*Task description*. Reproduction without pictures: print every entry precisely as written.
- - - - -
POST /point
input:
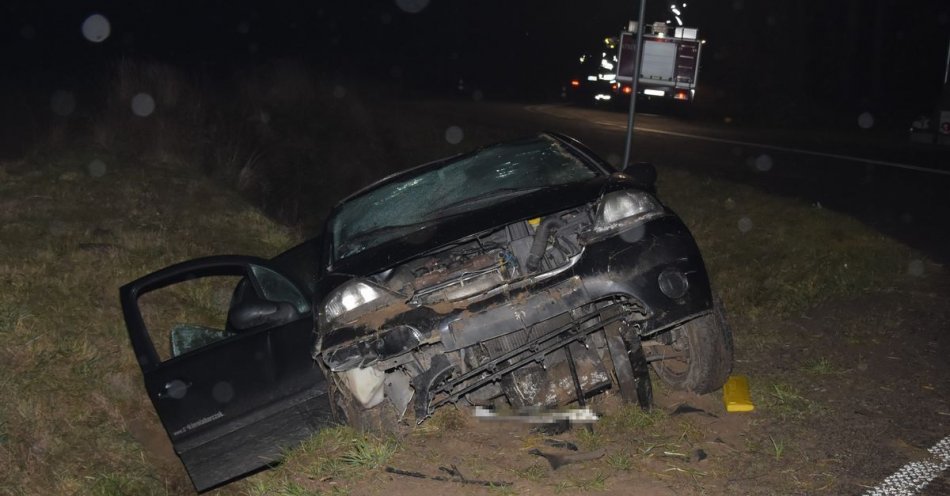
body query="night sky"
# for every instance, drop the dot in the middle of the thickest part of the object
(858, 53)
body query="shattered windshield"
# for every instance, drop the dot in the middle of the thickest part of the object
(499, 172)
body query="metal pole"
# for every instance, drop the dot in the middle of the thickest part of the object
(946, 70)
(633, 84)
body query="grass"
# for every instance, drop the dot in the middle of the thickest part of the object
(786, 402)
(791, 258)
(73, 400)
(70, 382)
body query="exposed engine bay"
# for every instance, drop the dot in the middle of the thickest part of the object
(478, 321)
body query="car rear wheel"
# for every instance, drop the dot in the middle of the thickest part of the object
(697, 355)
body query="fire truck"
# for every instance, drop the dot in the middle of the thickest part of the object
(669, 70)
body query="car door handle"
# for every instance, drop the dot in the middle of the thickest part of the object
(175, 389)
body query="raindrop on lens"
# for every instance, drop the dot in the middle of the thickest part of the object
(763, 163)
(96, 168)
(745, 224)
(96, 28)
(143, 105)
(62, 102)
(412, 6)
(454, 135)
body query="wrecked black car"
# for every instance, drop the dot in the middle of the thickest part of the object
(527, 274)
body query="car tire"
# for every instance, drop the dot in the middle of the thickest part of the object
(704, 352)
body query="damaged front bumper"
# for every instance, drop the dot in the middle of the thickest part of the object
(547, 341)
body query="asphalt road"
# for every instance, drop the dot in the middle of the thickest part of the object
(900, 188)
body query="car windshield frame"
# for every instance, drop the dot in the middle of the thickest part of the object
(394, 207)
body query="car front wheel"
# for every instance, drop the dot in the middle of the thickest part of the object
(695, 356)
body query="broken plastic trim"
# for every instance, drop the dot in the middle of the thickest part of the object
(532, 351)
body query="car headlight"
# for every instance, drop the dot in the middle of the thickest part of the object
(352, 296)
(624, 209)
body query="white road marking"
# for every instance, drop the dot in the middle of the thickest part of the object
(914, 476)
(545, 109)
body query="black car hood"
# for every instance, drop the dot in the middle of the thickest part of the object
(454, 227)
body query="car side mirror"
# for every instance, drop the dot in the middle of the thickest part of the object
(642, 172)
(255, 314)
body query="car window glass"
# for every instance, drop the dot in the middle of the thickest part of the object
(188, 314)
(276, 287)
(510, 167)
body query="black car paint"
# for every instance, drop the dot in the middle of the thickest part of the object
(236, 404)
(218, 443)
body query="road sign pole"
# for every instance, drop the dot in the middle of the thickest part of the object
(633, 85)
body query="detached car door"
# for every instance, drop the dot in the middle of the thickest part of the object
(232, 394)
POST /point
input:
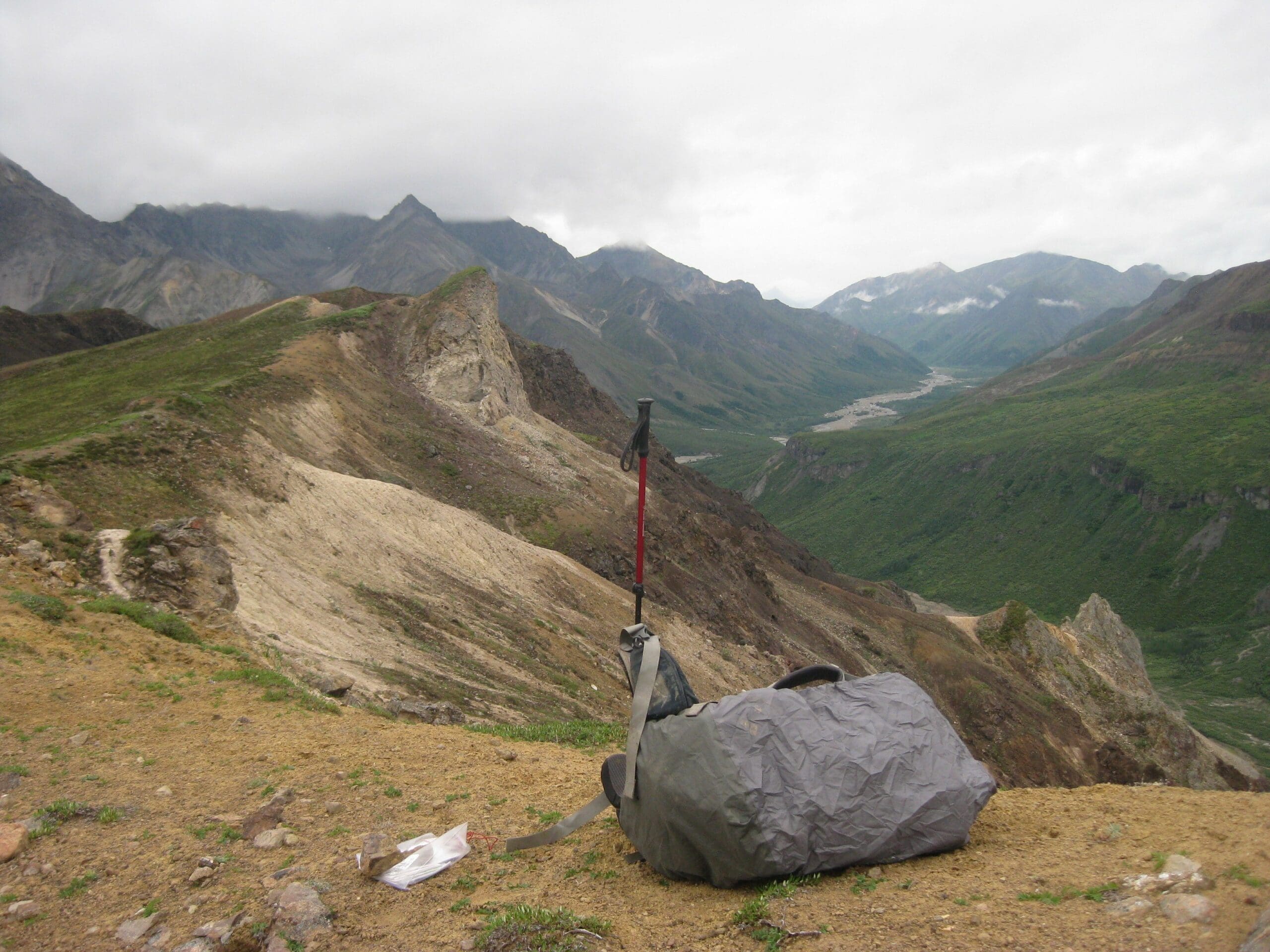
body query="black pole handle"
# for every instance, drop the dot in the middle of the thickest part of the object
- - - - -
*Response to this task*.
POST /point
input:
body query="night sky"
# for every instance, drop the dot in the middle of the thickest part of the object
(858, 53)
body query="shattered windshield"
# for every instance, drop the dot in the middle of the thickest part of the object
(499, 172)
body query="metal pole"
# for every instance, drop the dot in the middle of the thickest part of the object
(946, 70)
(633, 84)
body query="grass"
# for every instance, drop the dot in the middle of the thickest part of the object
(786, 402)
(791, 258)
(73, 400)
(70, 382)
body query="exposed engine bay"
# for every instance, drop the dot in the middle of the thickest part of the object
(478, 321)
body query="car rear wheel"
# for every instance, drop the dot in the middle of the thickest part of the object
(697, 355)
body query="fire truck"
# for every instance, drop the dot in the middle of the thickest part of the object
(669, 70)
body query="car door handle"
# for every instance, drop the dot in the middle of the thickest part of the object
(175, 389)
body query="raindrop on lens"
# for every instance, drop the dot in the middle of the thickest part of the object
(763, 163)
(96, 168)
(745, 224)
(96, 28)
(143, 105)
(62, 102)
(412, 6)
(454, 135)
body query="wrecked black car"
# for every instance, drop the dot in the middle of the thickest part of the object
(527, 274)
body query="car tire"
# for every instance, drop the dot in the middle of the thickest part of the object
(704, 352)
body query="damaged front bumper"
# for every instance, drop the dot in the middle of the thickest part of the object
(547, 341)
body query="asphalt road"
# for every instance, drop the dot in the middle of the thickest part of the object
(900, 188)
body query="car windshield frame"
# for every instance, drop the dot in the middle of the thickest part of the object
(394, 207)
body query="car front wheel"
# for every instance, drop the dot in the middle of the thickest part of the object
(695, 356)
body query="broken plastic trim"
# for every instance, drop the dot in the middle of the thickest part of the object
(532, 351)
body query="car headlight"
# for every instance, drop the dot in the middle of the thickest part of the object
(352, 296)
(624, 209)
body query="white road marking"
# for every instance, drop the dot in the middle of the thickest part of the object
(914, 476)
(545, 109)
body query="black car hood"
# for every instance, drop the dot in the middle of the thickest part of the object
(454, 227)
body query="car side mirror"
# for every instance, drop the dot in the middle of the thickest part of the object
(642, 172)
(255, 314)
body query="car window glass"
# for every instance, drop the dot in the middle of the thickest part of the object
(188, 314)
(276, 287)
(510, 167)
body query="black car paint"
# for every instance, drop the dot in the middle of the thickest part of the object
(236, 404)
(218, 443)
body query="road sign pole"
# for every instance, drop the dot in the middle of the thickest part of the object
(633, 85)
body query="detached car door"
# for every instance, drop the dot in the middle of the thickest part of the object
(232, 394)
POST /point
input:
body query="black pole handle"
# for every instance, drop the dot in the middle of the thickest part of the object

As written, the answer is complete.